DATA SUPPLIED:
::::::

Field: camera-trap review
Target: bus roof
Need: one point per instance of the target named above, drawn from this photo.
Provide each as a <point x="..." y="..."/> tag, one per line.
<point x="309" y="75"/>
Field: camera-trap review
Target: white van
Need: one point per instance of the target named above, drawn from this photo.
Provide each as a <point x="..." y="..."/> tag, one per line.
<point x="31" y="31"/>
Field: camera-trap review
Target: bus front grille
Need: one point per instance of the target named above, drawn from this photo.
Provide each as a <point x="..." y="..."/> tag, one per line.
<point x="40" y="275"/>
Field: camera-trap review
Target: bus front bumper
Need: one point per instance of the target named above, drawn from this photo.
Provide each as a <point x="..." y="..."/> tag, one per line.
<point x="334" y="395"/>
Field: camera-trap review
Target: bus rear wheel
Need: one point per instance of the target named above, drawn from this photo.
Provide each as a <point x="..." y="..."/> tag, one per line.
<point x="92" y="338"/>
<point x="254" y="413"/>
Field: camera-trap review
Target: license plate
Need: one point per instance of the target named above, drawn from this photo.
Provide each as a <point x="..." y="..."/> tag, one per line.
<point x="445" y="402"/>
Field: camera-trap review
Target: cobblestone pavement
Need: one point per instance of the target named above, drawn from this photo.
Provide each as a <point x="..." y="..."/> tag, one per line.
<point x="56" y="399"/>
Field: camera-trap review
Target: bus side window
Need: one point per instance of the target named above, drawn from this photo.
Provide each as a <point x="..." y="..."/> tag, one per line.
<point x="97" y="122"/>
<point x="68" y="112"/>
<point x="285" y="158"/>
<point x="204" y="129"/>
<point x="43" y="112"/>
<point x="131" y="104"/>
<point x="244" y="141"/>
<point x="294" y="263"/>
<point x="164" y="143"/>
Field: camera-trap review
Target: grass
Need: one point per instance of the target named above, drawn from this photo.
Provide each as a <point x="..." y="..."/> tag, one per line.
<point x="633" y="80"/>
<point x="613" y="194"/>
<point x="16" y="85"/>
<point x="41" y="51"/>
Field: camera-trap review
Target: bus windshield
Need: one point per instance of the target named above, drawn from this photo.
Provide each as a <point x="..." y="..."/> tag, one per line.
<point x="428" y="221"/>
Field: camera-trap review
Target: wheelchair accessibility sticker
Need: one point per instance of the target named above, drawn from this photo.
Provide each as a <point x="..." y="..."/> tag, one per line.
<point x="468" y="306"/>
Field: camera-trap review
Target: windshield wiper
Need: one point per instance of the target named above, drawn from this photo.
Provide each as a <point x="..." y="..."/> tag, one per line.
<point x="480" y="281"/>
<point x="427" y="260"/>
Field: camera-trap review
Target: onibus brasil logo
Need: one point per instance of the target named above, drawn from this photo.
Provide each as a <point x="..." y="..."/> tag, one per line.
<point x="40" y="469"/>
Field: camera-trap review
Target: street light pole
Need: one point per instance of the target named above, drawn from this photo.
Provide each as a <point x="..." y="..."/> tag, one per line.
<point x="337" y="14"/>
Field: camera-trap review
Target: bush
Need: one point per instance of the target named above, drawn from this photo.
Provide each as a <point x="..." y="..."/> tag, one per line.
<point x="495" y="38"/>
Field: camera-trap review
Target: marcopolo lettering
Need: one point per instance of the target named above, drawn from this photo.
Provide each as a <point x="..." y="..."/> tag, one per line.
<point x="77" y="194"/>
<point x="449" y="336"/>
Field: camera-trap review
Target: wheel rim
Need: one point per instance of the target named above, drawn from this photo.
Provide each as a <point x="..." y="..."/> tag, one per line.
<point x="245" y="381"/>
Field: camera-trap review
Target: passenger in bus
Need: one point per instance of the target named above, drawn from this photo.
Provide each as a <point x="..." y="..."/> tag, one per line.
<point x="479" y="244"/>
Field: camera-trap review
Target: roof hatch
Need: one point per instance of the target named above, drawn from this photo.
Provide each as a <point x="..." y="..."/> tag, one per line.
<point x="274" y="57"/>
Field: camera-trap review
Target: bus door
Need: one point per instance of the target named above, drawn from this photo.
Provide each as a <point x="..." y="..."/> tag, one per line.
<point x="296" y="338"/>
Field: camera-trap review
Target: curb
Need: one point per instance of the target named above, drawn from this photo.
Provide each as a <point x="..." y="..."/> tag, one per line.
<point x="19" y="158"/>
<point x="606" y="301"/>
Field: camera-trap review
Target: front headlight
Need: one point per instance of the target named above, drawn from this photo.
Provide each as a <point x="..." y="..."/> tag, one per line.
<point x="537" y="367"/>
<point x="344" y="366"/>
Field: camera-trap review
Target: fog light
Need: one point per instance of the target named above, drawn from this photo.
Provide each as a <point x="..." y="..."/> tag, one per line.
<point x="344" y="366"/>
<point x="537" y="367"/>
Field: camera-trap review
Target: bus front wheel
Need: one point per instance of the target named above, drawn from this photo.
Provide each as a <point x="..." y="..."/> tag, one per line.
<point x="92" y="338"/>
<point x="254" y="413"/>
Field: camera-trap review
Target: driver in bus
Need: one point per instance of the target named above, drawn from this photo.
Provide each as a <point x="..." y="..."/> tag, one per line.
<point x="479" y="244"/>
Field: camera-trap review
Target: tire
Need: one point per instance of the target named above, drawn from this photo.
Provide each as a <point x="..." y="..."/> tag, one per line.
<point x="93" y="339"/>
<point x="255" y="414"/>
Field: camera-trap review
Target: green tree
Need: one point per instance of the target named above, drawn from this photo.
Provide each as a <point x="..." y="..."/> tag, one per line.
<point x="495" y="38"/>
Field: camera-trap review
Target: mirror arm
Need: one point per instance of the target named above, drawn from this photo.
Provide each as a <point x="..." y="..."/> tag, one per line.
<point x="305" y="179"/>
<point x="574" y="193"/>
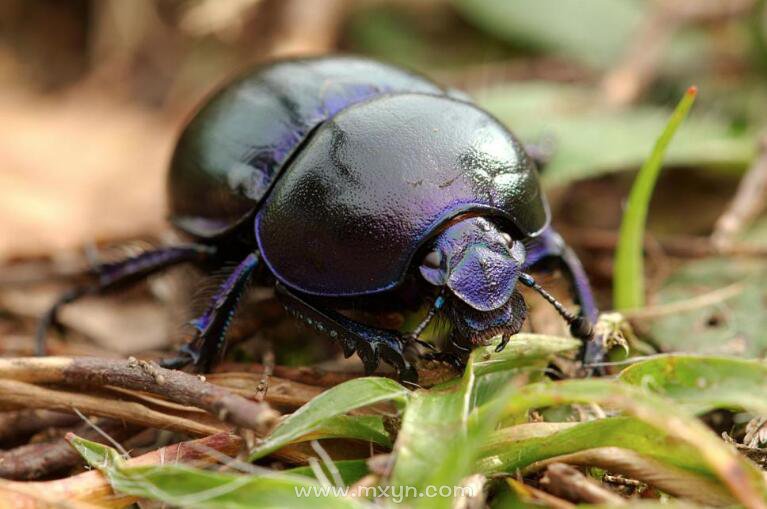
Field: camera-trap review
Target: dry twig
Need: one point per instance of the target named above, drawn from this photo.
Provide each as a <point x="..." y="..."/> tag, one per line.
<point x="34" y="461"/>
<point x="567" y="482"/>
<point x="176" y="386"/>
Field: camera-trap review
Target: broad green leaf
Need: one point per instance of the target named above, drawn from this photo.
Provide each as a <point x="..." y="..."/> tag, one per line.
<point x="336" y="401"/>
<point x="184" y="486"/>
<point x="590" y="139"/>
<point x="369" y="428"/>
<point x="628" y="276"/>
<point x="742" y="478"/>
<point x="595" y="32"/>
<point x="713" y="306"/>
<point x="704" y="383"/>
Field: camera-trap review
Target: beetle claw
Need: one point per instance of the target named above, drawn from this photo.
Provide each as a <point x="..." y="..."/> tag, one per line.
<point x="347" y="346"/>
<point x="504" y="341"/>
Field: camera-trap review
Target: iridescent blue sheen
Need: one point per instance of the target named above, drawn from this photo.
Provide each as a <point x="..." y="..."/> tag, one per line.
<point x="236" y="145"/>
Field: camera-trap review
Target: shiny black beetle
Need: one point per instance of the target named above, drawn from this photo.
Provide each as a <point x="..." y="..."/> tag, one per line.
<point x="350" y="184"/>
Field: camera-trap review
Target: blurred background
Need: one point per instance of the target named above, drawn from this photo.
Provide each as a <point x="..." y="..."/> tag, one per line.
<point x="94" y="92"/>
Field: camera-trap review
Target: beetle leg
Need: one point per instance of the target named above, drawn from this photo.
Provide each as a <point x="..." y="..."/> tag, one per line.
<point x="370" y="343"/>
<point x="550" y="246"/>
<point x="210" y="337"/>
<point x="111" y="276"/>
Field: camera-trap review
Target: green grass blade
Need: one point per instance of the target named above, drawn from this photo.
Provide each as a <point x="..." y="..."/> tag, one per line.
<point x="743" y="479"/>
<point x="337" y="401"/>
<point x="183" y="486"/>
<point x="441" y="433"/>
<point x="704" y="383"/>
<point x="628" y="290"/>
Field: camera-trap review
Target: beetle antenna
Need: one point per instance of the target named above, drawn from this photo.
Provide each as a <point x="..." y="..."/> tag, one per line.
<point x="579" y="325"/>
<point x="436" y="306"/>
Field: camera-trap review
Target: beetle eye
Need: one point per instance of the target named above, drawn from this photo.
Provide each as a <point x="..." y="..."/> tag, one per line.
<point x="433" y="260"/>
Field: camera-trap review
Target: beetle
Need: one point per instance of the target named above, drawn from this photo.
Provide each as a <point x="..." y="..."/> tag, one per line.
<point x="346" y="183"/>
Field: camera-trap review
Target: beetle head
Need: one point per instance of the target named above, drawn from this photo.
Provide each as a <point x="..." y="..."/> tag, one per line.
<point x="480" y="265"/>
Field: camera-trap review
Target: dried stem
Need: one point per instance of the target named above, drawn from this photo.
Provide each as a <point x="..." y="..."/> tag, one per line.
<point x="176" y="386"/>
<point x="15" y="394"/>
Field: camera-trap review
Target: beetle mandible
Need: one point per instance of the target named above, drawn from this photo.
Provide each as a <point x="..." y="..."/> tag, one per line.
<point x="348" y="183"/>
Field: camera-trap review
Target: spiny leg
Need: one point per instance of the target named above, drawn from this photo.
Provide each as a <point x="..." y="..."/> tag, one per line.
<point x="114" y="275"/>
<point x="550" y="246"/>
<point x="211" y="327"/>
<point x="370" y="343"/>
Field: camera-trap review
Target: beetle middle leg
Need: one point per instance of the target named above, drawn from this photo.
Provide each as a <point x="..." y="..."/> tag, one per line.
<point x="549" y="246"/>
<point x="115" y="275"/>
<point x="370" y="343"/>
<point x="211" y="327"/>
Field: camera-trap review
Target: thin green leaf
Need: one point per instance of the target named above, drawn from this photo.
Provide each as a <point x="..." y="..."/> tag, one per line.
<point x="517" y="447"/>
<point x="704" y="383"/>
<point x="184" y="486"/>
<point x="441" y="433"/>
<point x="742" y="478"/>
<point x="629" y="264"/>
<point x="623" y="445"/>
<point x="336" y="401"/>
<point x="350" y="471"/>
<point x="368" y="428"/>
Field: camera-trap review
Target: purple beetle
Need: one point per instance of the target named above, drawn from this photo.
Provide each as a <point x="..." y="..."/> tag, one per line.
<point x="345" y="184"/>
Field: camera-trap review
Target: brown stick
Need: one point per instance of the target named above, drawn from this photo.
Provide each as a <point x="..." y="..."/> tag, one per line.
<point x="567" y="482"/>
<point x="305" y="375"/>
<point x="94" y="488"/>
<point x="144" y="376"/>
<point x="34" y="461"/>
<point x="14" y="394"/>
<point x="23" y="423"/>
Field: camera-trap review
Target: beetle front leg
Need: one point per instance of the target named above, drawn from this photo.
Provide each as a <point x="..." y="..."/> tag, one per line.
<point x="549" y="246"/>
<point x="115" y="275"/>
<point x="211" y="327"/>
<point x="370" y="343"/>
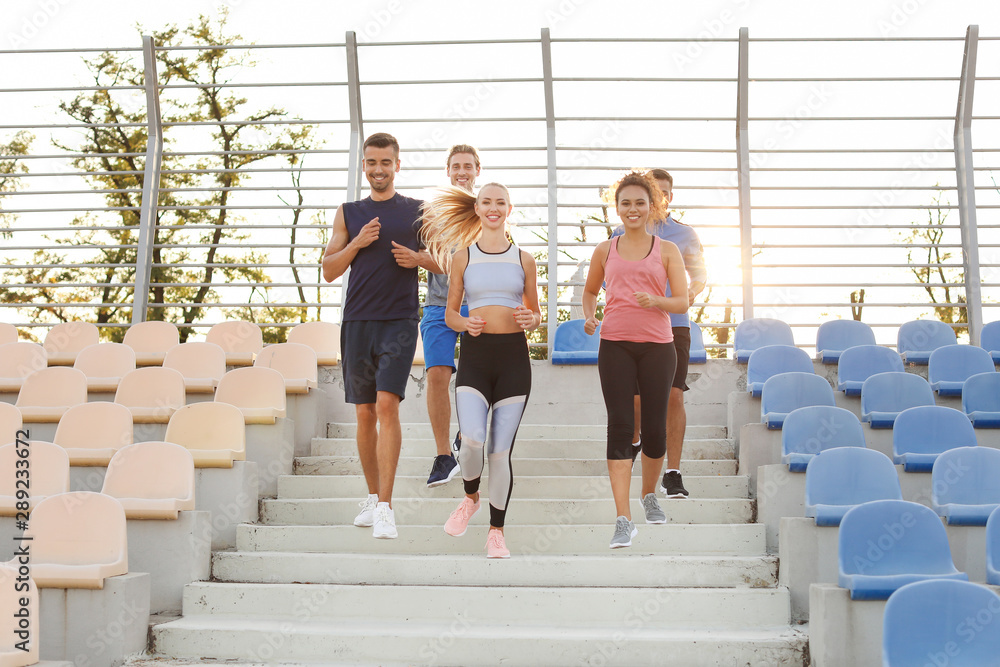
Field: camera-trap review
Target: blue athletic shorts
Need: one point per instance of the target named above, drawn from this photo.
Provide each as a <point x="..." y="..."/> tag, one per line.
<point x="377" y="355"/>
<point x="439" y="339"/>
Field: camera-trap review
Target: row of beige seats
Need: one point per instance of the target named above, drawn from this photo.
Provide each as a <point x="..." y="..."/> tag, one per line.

::::::

INSTRUCTIONS FOR THE TASK: In the entries above, restate word for word the lines between the one holding "Target: beetle antenna" and the one holding "Target: thin green leaf", inclusive, and nothing besides.

RESULT BELOW:
Target: beetle antenna
Need: one point per instance of the target named above, drawn from this photo.
Provide each as a <point x="..." y="..."/> tag, one per line.
<point x="579" y="325"/>
<point x="436" y="306"/>
Field: camera-trap review
Target: beetle eye
Need: one point per instance of the target named above, drawn from this photo.
Provide each as a <point x="..." y="..."/> tag, one per line.
<point x="433" y="260"/>
Field: camera-trap review
Target: beetle
Need: one point per instance of the target named above, drawn from this photo.
Provide each as a <point x="..." y="..."/> tag, one per line.
<point x="346" y="183"/>
Field: camera-trap review
Target: beetle head
Need: one point per instance of the target named above, drawn from this photo.
Provide each as a <point x="..." y="..."/> tag, one per line.
<point x="480" y="265"/>
Field: camera-trap review
Target: dried stem
Need: one point per instance of the target named above, drawn from this photo.
Provide each as a <point x="..." y="..."/> tag, one per line.
<point x="176" y="386"/>
<point x="15" y="394"/>
Field: camera-trap review
Target: beetle mandible
Need: one point per instance of the target named above, drawn from this photo.
Provide each as a <point x="..." y="..."/> tag, one per line.
<point x="348" y="183"/>
Field: camera-trap review
Target: spiny leg
Need: one point per instance of the target named above, drawn from this photo.
Provide each as a <point x="..." y="..."/> tag, one per line.
<point x="114" y="275"/>
<point x="550" y="246"/>
<point x="211" y="327"/>
<point x="370" y="343"/>
Field: camera-trap review
Target: beetle middle leg
Need: one point per instance of the target named above, drawn from this photo.
Provide each as a <point x="..." y="..."/> tag, one per line.
<point x="549" y="246"/>
<point x="115" y="275"/>
<point x="370" y="343"/>
<point x="211" y="327"/>
Field: camera-trap review
Target: thin green leaf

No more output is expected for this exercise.